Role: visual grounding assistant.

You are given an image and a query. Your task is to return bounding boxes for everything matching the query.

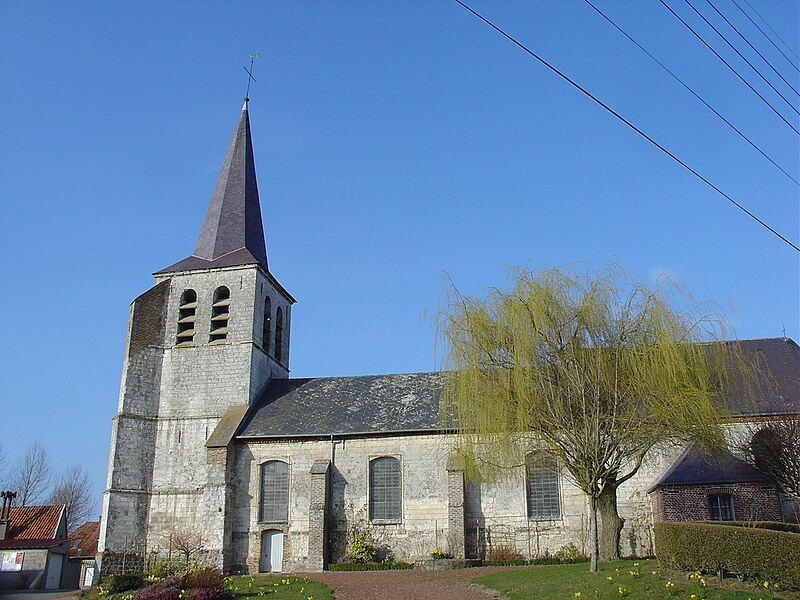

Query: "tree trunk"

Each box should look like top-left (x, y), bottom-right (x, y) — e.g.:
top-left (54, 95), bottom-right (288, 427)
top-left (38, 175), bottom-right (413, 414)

top-left (589, 496), bottom-right (599, 573)
top-left (596, 481), bottom-right (625, 560)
● ● ● ● ● ● ●
● Task directions
Copy the entries above word for word, leaving the pictures out.

● Final result
Role: visual grounding assistant.

You are given an image and a query. Your task is to return bounding boxes for everything matching the query.


Query: "tree trunk"

Each box should look like top-left (x, y), bottom-right (x, y) — e.g.:
top-left (54, 95), bottom-right (288, 427)
top-left (38, 175), bottom-right (413, 414)

top-left (589, 496), bottom-right (599, 573)
top-left (596, 481), bottom-right (625, 560)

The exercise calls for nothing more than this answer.